## Aim A
Count the lines in the rows below that contain the word "with", and give only that number.

## Extract provided
## Begin

Ingredients
- Green cabbage, shredded: 6 cups
- Red apple, cored and diced: 1 large
- Dried cranberries: 1/2 cup
- Pecan halves: 1/2 cup
- Mayonnaise: 1/2 cup
- Apple cider vinegar: 2 tablespoons
- Honey: 1 tablespoon
- Dijon mustard: 1 teaspoon
Instructions
- Step 1: In a large bowl, combine the shredded cabbage, diced apple, dried cranberries, and pecan halves.
- Step 2: In a separate small bowl, whisk together the mayonnaise, apple cider vinegar, honey, and Dijon mustard until smooth.
- Step 3: Pour the dressing over the cabbage mixture.
- Step 4: Toss gently to combine, ensuring all ingredients are evenly coated with the dressing.
- Step 5: Cover the bowl with plastic wrap and refrigerate for at least 30 minutes to allow the flavors to meld.

## End

## Aim B
Summarize the recipe above in two sentences.

## Extracted records
## Begin

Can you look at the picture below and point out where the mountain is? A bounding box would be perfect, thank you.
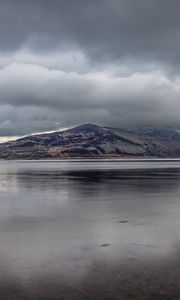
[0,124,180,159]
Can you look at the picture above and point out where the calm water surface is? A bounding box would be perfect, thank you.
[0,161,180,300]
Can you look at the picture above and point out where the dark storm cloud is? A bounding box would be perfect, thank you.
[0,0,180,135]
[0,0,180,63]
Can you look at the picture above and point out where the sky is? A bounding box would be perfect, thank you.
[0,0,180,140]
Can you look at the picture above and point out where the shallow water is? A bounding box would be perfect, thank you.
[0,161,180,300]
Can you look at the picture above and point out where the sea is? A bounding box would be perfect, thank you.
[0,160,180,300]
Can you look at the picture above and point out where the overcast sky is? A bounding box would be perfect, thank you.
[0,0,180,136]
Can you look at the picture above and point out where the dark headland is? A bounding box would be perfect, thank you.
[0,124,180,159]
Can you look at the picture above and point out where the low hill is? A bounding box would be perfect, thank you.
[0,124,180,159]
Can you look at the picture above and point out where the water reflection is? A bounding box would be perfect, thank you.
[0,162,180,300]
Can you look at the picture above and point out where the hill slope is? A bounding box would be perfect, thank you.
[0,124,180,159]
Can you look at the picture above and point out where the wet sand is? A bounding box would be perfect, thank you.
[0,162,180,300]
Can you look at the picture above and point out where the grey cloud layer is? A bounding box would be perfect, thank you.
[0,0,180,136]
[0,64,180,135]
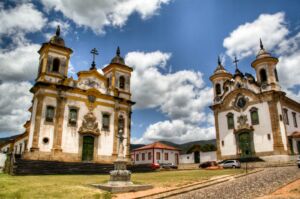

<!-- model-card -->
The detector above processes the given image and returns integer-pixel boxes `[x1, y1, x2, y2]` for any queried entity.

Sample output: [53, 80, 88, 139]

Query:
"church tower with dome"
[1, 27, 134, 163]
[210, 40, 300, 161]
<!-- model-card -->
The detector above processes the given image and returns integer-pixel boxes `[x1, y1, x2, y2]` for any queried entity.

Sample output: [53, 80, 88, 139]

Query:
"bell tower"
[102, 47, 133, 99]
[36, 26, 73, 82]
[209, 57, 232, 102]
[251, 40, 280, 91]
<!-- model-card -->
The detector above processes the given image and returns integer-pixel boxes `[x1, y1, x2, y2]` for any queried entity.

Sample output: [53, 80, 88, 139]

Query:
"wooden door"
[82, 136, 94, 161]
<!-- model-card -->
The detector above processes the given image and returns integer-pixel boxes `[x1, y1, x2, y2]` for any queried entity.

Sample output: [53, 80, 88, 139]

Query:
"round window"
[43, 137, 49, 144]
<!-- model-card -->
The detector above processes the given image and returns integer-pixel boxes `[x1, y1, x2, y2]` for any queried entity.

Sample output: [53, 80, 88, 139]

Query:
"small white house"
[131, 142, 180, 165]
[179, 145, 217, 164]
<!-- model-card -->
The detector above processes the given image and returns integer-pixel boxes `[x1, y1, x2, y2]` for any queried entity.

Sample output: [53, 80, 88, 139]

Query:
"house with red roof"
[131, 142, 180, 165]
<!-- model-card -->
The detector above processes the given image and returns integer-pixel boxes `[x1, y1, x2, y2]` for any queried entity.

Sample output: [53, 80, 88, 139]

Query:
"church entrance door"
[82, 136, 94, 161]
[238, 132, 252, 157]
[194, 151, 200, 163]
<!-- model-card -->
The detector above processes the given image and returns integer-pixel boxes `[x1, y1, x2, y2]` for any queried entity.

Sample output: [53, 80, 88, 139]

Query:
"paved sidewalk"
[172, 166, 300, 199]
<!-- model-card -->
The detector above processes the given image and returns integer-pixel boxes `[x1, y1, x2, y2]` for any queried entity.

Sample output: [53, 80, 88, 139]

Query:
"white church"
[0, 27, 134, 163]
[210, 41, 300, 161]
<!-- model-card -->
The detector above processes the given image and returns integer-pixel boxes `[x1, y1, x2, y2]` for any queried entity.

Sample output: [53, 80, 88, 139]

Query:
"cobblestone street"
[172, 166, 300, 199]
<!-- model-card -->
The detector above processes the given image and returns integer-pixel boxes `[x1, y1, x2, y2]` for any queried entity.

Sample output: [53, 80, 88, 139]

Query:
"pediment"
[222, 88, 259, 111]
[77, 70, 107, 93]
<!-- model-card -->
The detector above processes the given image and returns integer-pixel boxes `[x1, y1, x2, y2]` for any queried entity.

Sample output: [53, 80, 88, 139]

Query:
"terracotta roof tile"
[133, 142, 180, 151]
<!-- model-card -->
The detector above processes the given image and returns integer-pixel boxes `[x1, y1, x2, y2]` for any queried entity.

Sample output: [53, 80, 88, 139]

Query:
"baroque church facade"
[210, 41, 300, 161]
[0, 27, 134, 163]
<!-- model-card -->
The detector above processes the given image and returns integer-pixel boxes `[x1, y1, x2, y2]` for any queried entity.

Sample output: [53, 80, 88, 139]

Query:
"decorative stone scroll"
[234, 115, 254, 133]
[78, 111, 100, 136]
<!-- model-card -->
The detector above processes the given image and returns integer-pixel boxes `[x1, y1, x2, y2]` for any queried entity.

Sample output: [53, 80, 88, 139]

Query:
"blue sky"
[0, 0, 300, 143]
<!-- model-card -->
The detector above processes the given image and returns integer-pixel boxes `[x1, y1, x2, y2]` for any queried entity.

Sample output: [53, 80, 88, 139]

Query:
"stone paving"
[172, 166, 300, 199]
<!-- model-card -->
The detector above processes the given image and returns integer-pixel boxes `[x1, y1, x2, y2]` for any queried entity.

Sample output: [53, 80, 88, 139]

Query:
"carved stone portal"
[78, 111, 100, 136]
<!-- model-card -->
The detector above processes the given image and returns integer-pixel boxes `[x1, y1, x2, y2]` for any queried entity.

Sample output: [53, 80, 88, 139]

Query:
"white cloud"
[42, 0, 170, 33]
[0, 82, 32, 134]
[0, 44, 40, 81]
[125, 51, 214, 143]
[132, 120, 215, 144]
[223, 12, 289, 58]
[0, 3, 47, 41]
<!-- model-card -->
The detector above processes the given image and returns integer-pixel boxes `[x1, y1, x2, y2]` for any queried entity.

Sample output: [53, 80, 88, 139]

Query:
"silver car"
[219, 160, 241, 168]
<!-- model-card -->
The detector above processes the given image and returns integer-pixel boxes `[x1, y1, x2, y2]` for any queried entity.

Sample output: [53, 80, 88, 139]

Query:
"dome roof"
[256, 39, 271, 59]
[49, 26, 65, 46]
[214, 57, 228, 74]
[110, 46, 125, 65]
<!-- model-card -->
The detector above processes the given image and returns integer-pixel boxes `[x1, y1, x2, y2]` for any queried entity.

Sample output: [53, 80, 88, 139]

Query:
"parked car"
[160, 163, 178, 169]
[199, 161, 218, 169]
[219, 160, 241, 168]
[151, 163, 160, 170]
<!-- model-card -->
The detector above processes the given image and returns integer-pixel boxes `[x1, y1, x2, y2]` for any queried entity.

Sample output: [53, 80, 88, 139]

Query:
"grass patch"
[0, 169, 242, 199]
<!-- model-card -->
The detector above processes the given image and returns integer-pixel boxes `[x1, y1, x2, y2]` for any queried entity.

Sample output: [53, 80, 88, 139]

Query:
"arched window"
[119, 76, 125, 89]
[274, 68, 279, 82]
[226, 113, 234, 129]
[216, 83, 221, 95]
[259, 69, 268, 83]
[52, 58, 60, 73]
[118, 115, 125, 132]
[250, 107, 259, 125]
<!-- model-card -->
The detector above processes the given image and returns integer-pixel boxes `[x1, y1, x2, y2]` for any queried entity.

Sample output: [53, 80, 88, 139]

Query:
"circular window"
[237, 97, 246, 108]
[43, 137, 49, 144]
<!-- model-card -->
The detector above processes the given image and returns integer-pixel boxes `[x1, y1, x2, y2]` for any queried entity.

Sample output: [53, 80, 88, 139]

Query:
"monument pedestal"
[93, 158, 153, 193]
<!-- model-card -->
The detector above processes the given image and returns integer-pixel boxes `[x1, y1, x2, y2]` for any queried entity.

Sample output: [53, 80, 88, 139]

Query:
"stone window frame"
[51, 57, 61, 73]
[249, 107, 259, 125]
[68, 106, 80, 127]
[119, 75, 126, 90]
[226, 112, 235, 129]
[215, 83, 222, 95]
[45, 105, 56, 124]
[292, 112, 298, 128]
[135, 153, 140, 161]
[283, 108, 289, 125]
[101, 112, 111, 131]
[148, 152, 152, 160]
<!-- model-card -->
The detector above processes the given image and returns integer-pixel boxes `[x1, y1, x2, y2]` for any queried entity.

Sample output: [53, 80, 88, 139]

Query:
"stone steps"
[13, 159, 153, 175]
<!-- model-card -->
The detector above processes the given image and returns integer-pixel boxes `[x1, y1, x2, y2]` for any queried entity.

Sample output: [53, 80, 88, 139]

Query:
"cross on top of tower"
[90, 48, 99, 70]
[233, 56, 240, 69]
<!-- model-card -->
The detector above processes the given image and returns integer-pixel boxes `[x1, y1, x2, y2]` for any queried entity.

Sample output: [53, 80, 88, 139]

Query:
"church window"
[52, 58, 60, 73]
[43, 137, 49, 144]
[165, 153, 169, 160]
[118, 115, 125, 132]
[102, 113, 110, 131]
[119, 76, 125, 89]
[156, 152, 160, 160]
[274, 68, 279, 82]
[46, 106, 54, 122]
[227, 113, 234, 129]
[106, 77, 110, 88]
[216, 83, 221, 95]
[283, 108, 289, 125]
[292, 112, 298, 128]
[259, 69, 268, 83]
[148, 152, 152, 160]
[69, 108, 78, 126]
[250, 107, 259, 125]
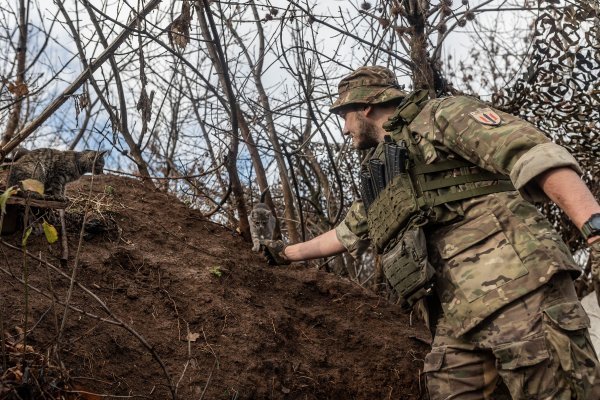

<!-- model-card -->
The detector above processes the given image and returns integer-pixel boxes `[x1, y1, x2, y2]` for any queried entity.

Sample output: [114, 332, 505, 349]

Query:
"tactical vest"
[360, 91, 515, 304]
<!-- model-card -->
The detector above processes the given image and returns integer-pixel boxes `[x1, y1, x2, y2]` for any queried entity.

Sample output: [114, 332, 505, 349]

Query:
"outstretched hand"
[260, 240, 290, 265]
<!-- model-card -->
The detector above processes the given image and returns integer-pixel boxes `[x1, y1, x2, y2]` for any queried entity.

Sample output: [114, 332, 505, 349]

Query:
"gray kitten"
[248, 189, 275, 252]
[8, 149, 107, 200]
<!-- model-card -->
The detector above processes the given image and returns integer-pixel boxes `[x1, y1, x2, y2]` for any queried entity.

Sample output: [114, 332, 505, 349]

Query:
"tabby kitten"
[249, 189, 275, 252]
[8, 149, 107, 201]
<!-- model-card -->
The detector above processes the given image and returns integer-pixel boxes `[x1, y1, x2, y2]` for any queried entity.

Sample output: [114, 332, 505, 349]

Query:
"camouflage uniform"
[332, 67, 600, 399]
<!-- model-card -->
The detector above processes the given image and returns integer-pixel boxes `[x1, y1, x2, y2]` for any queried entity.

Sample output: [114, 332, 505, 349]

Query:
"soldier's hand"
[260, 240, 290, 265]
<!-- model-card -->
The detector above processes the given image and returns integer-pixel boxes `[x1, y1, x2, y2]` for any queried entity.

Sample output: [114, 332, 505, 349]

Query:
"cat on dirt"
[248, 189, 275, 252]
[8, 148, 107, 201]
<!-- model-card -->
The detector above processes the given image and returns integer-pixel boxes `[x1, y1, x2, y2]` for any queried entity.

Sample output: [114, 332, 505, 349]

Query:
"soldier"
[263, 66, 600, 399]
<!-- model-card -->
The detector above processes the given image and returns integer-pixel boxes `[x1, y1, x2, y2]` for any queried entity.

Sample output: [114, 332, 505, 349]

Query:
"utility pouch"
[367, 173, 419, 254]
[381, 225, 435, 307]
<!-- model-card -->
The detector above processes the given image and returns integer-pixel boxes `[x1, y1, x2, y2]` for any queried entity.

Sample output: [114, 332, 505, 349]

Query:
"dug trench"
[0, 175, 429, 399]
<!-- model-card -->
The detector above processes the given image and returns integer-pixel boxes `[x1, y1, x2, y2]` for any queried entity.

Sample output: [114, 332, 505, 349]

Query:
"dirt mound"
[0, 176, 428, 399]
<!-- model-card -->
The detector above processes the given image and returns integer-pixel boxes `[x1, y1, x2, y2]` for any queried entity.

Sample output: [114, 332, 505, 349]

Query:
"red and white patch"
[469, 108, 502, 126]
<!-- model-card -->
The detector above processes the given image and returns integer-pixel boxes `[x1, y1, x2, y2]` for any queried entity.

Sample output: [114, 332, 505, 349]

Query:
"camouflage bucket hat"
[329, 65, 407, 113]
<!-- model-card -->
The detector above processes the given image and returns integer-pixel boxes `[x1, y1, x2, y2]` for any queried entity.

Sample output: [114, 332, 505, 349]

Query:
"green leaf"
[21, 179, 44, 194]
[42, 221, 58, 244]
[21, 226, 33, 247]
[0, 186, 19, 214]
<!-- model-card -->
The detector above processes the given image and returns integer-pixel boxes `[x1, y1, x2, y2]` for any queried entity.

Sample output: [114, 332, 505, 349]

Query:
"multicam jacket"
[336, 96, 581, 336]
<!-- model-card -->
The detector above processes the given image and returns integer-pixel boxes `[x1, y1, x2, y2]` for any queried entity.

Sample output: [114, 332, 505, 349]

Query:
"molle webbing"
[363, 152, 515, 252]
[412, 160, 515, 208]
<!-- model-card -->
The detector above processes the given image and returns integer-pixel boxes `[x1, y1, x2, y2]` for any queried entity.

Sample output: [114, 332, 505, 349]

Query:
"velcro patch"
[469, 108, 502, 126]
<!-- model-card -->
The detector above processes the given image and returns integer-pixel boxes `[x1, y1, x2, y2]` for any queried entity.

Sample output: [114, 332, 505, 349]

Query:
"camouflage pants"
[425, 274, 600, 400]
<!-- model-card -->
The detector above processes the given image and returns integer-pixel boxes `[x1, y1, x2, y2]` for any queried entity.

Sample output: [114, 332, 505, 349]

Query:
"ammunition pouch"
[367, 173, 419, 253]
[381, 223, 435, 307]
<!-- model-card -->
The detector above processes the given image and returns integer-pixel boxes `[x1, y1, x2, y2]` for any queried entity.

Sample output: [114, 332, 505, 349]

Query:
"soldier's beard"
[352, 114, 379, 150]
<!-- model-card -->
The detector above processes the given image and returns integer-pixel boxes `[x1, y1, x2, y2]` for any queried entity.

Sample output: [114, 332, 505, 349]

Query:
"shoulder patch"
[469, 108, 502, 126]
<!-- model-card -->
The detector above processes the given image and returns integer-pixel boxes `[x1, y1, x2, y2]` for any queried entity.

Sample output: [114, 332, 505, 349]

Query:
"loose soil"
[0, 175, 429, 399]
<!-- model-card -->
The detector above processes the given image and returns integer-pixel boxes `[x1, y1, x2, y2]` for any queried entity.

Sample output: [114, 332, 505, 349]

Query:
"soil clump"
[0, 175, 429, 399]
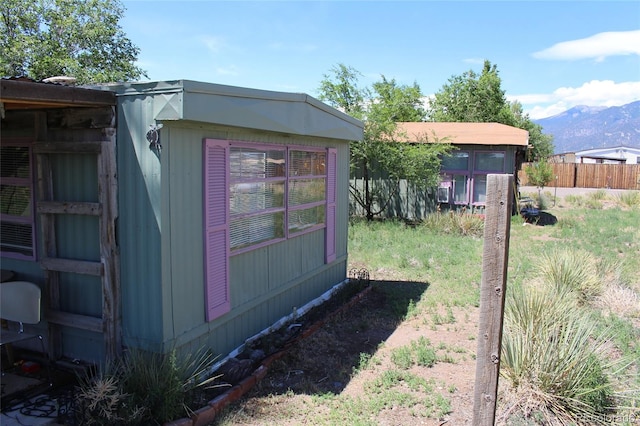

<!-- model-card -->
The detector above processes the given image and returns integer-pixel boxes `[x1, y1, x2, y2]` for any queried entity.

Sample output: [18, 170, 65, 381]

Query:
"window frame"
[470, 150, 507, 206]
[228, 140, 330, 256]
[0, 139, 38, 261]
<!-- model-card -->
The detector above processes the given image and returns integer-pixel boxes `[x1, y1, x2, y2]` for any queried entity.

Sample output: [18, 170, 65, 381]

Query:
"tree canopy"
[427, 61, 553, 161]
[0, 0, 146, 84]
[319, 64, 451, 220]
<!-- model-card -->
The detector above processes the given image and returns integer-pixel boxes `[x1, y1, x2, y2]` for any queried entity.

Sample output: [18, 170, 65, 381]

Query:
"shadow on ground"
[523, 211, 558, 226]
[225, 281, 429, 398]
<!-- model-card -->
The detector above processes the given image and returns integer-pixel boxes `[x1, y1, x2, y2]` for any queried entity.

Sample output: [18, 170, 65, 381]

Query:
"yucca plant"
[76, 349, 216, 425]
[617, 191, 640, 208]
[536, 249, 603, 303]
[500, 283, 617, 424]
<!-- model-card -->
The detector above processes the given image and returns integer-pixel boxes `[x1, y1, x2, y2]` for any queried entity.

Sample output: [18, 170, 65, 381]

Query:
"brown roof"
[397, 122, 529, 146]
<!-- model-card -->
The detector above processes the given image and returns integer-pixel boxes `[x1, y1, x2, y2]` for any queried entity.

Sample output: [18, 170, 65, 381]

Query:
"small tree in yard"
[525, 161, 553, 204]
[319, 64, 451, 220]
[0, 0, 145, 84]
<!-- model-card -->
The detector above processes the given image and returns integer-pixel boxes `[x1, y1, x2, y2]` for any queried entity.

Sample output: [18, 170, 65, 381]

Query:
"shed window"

## End

## Worked answer A
2

## Worked answer B
Shredded green cabbage, a diced red apple, dried cranberries, and pecan halves are combined in a large bowl, while mayonnaise, apple cider vinegar, honey, and Dijon mustard are whisked until smooth in a separate small bowl. The dressing is poured over the cabbage mixture and tossed gently until everything is evenly coated, and the covered bowl is refrigerated for at least 30 minutes so the flavors can meld.